→ **Extracted material**:
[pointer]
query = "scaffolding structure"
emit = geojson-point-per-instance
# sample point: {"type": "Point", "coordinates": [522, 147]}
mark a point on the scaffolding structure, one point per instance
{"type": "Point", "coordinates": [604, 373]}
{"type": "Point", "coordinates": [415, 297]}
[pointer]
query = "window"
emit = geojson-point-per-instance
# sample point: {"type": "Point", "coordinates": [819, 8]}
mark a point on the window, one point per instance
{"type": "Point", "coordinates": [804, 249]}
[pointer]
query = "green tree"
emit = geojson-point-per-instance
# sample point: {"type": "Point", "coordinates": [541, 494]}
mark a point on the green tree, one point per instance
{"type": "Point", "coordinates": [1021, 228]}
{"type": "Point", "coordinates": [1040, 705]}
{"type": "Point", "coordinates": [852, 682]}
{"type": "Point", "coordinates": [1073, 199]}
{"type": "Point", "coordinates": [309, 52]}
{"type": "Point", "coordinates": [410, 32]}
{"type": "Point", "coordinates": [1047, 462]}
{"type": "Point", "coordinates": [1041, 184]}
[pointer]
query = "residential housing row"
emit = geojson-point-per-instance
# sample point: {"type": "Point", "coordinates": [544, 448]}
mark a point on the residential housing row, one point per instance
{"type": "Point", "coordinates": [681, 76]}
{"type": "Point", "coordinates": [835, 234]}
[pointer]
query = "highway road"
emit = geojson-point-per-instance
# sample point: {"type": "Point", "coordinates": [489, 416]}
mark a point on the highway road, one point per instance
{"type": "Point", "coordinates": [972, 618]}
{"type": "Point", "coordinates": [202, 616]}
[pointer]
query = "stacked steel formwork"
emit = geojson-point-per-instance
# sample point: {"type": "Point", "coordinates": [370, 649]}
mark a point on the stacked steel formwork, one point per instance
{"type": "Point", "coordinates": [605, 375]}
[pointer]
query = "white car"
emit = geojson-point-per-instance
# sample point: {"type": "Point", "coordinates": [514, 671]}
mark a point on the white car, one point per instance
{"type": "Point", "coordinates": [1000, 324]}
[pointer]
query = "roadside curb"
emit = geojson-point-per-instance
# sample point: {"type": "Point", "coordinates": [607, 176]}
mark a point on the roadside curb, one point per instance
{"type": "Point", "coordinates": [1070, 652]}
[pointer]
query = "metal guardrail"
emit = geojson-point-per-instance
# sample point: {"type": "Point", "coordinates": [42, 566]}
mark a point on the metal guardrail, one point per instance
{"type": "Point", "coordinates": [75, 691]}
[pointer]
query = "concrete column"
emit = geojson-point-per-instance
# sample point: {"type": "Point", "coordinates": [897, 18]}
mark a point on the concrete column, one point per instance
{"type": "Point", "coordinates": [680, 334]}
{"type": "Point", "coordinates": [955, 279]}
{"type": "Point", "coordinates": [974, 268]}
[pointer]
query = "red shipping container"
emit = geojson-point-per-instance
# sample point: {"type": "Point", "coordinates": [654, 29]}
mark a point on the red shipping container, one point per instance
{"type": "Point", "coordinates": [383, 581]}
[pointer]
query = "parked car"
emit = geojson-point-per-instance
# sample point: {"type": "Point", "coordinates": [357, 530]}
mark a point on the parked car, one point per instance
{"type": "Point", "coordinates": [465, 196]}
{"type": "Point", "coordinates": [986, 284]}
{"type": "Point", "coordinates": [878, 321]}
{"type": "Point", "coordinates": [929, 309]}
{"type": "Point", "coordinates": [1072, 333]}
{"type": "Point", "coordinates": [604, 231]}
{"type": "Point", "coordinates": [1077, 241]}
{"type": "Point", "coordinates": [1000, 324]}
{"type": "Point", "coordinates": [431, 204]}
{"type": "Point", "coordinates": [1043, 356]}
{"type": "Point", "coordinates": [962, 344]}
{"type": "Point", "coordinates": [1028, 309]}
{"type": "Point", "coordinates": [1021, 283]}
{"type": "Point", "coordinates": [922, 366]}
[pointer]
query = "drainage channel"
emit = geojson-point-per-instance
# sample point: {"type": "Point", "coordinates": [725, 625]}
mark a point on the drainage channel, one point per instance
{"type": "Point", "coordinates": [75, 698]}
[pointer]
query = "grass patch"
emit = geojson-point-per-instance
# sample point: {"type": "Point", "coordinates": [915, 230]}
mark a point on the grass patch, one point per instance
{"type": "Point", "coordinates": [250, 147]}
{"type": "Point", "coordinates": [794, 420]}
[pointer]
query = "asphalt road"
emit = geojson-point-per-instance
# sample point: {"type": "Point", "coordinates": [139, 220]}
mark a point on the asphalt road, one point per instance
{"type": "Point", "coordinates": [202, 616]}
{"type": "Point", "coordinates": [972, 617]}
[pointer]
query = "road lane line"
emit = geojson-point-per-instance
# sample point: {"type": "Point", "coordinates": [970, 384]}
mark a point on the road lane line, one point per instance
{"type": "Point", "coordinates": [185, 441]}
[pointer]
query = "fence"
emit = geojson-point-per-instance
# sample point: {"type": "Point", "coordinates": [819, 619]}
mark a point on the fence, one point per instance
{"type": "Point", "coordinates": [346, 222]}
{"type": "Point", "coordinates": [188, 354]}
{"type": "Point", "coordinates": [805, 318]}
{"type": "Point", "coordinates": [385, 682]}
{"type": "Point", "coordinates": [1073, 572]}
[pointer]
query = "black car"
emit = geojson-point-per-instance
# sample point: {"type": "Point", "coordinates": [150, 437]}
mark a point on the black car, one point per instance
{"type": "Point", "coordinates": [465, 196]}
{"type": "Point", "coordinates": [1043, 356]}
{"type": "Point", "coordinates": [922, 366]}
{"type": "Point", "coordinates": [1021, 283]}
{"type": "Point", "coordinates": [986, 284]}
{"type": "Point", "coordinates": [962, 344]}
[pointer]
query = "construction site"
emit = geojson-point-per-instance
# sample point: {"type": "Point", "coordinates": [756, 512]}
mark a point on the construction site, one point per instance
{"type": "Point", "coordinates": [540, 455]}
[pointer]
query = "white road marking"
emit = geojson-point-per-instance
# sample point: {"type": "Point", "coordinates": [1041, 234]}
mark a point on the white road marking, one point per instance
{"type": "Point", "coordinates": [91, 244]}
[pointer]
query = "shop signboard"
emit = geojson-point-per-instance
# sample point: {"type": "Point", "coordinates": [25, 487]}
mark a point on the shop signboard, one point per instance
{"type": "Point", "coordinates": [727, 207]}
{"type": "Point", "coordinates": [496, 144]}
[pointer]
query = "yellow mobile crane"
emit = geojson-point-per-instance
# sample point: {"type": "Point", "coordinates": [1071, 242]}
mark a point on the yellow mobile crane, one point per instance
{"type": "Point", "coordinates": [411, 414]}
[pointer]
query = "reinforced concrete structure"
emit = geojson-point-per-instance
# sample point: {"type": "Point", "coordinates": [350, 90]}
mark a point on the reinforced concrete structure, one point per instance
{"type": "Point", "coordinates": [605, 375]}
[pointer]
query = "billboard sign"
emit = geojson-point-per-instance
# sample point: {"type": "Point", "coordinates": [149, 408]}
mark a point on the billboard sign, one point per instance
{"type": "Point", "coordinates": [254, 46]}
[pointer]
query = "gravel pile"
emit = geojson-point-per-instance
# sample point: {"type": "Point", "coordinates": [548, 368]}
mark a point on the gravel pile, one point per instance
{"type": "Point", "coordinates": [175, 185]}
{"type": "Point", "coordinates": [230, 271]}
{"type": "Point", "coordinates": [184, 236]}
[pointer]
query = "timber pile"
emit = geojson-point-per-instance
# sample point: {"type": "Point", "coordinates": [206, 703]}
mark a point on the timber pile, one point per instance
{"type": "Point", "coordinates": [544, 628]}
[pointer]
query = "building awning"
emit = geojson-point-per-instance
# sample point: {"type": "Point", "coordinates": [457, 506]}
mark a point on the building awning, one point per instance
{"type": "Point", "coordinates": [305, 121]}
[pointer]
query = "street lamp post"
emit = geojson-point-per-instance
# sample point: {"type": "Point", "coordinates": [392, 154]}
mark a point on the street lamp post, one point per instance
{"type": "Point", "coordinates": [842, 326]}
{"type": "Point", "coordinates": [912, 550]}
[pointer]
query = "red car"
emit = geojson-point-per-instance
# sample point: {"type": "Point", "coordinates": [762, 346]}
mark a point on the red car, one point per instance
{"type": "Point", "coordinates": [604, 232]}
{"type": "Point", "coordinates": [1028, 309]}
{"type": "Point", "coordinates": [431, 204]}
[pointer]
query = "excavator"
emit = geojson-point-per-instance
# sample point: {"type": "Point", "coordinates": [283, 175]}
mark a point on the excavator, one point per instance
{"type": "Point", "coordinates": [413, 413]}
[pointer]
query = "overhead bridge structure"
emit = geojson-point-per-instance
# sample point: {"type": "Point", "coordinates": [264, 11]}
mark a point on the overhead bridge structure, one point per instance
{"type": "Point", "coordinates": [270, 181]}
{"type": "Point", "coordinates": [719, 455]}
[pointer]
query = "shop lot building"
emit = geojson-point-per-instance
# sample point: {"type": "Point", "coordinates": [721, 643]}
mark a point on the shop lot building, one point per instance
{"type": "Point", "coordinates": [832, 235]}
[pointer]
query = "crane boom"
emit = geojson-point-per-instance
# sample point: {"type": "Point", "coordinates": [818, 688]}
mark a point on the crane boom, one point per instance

→ **What the exercise asks**:
Looking through the records, copy out every line in which the word "boom" is found.

→ **Answer space**:
query = "crane boom"
mark a point on the crane boom, one point per instance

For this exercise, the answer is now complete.